Give back exactly the lines of the data below, starting with the line that has "Where can you find the black trousers" and going on through the line that has "Where can you find the tree".

Records for this task:
* * * *

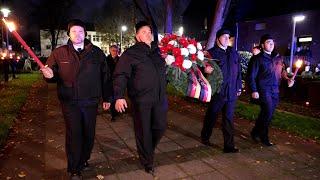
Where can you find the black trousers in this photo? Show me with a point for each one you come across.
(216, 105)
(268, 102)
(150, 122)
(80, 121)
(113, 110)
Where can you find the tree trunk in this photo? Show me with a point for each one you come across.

* * * *

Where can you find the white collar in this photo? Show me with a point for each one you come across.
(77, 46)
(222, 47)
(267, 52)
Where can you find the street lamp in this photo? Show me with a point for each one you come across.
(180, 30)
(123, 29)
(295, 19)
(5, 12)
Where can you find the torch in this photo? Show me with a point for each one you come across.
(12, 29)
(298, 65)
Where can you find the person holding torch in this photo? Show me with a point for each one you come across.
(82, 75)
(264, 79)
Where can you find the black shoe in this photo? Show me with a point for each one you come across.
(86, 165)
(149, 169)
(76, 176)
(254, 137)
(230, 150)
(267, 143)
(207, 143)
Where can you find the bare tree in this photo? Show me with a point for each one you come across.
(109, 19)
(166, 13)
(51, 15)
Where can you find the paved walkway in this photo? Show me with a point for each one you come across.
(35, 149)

* * * *

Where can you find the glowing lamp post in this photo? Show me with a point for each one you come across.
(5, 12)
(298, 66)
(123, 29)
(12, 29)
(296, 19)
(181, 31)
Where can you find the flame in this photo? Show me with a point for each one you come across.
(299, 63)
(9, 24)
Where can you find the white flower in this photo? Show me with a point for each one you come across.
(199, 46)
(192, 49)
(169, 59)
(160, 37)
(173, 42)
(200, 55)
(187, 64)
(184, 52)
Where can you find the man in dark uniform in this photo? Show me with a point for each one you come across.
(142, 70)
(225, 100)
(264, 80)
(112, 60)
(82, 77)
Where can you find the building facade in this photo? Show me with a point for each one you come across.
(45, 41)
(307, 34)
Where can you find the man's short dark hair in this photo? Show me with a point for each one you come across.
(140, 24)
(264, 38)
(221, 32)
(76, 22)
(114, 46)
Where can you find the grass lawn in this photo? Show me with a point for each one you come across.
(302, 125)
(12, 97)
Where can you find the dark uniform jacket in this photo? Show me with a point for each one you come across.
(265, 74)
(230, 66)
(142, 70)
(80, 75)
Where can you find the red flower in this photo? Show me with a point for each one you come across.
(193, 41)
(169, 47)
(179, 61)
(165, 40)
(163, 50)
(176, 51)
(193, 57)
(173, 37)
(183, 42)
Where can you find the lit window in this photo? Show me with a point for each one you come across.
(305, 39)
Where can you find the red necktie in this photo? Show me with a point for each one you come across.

* * * *

Reply:
Where can you find the black trousers in this photo? Show me with a point for each one you come across.
(216, 105)
(268, 102)
(150, 122)
(80, 121)
(113, 110)
Where can you find the tree trunk in this photo? Show me with a point for each one you come across.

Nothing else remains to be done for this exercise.